> _Instrução 1_:
Reproduza, da resenha do musical sobre Ney Matogrosso apresentada abaixo, tudo o que vai desde "Renan Mattos se" até "(São Paulo, SP)".

> _Texto extraído_:
——
Ney Matogrosso tem luta pela liberdade enfatizada na cena fluente de musical de teatro

0
33

Renan Mattos se destaca ao dar voz e corpo a Ney Matogrosso no musical ‘Homem com H’, em cartaz em São Paulo
Adriano Dória / Divulgação
Resenha de musical de teatro
Título: Ney Matogrosso – Homem com H
Texto: Marilia Toledo e Emílio Boechat
Direção: Fernanda Chamma e Marilia Toledo
Direção Musical: Daniel Rocha
Elenco: Renan Mattos (Ney Matogrosso), Adriano Tunes, Arthur Berges, Dante Paccola, Fábio Lima, Giselle Lima, Hellen de Castro, Laura Carolinah, Marcos Lanza, Maria Clara Manesco, Maurício Reducino, Natália Antunes, Rhener Freitas, Tatiana Toyota, Vitor Vieira e Yudchi Taniguti
Local: 033 Rooftop – Teatro Santander (São Paulo, SP)
——
> _Dados de entrada_:
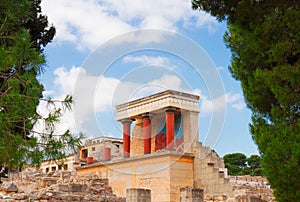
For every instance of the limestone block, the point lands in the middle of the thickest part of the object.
(138, 195)
(189, 194)
(9, 187)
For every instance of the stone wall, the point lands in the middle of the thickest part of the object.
(164, 173)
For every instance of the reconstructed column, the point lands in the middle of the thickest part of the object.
(170, 129)
(147, 133)
(126, 137)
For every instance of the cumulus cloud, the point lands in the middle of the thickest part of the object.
(89, 23)
(147, 60)
(207, 105)
(99, 94)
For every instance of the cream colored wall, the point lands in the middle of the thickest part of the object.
(164, 175)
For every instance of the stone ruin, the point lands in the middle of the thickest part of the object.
(56, 186)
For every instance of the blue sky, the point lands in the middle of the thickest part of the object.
(86, 60)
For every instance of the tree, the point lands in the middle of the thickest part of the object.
(253, 162)
(24, 31)
(264, 39)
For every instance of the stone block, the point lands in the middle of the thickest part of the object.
(63, 187)
(189, 194)
(9, 187)
(77, 187)
(138, 195)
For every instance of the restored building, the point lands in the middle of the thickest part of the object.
(161, 151)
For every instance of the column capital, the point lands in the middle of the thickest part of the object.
(147, 115)
(126, 121)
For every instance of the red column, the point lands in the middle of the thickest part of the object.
(170, 113)
(147, 134)
(126, 138)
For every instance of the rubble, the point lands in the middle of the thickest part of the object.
(68, 186)
(58, 186)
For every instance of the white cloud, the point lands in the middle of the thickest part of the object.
(147, 60)
(93, 94)
(90, 22)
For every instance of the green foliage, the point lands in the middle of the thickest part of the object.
(239, 164)
(264, 39)
(23, 33)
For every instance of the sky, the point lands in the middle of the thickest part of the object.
(107, 52)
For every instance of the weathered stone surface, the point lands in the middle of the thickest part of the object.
(188, 194)
(20, 196)
(9, 187)
(47, 181)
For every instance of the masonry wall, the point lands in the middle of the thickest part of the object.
(163, 174)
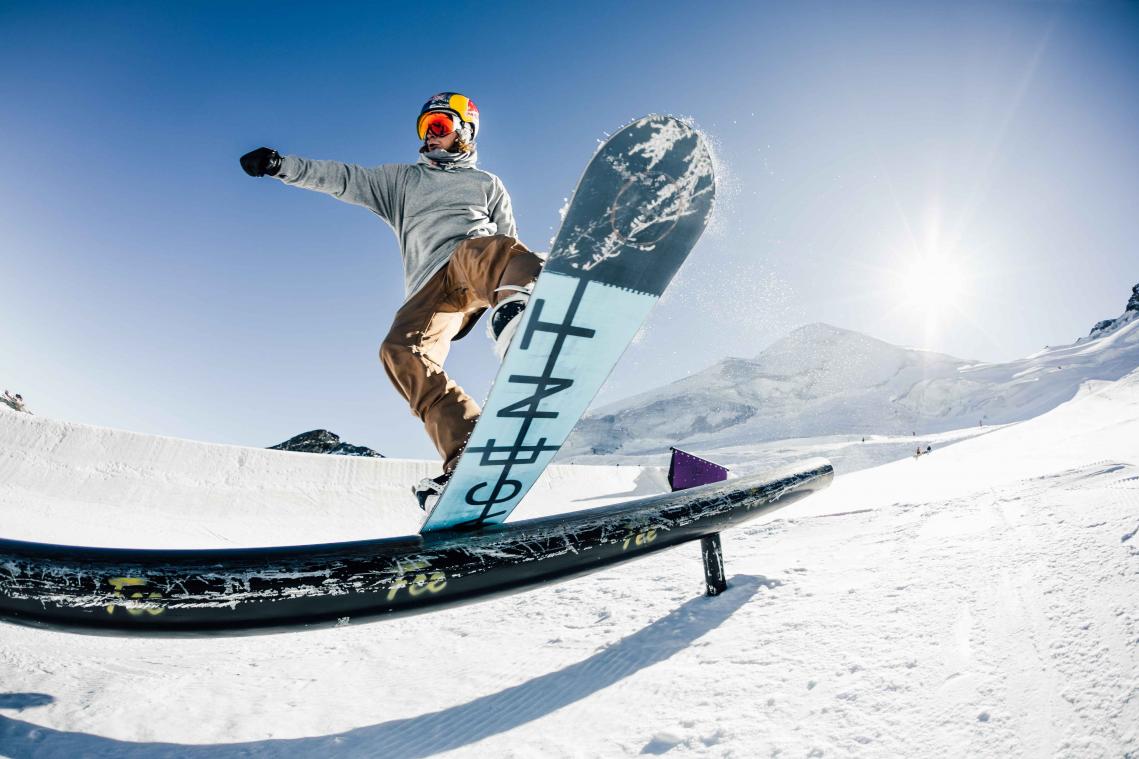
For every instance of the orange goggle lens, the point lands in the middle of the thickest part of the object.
(436, 123)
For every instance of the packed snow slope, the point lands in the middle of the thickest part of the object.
(79, 484)
(826, 381)
(978, 601)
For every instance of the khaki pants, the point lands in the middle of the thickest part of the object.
(442, 310)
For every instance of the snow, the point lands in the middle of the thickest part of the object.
(978, 601)
(820, 381)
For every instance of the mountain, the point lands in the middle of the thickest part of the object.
(822, 380)
(322, 441)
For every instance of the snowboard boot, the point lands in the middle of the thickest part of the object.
(428, 490)
(505, 317)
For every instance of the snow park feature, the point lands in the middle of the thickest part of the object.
(269, 589)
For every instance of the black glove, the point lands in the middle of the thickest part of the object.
(261, 162)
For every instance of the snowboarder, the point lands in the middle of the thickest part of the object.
(460, 251)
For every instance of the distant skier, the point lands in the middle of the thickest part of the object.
(14, 401)
(460, 256)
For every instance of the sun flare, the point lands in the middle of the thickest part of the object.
(931, 283)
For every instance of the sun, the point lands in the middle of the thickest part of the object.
(931, 282)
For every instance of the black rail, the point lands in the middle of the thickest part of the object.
(239, 592)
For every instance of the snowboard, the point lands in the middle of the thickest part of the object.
(638, 210)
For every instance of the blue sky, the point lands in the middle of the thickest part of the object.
(866, 151)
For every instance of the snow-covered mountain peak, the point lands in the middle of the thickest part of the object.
(1108, 326)
(822, 380)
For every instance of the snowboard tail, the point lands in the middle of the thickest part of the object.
(637, 212)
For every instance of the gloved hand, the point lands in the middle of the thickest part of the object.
(261, 162)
——
> _Instrução 2_:
Devolva cada linha das entradas em que aparece a palavra "mountain".

> _Resultado da tarefa 1_:
Renan Mattos se destaca ao dar voz e corpo a Ney Matogrosso no musical ‘Homem com H’, em cartaz em São Paulo
Adriano Dória / Divulgação
Resenha de musical de teatro
Título: Ney Matogrosso – Homem com H
Texto: Marilia Toledo e Emílio Boechat
Direção: Fernanda Chamma e Marilia Toledo
Direção Musical: Daniel Rocha
Elenco: Renan Mattos (Ney Matogrosso), Adriano Tunes, Arthur Berges, Dante Paccola, Fábio Lima, Giselle Lima, Hellen de Castro, Laura Carolinah, Marcos Lanza, Maria Clara Manesco, Maurício Reducino, Natália Antunes, Rhener Freitas, Tatiana Toyota, Vitor Vieira e Yudchi Taniguti
Local: 033 Rooftop – Teatro Santander (São Paulo, SP)

> _Resultado da tarefa 2_:
For every instance of the mountain, the point lands in the middle of the thickest part of the object.
For every instance of the snow-covered mountain peak, the point lands in the middle of the thickest part of the object.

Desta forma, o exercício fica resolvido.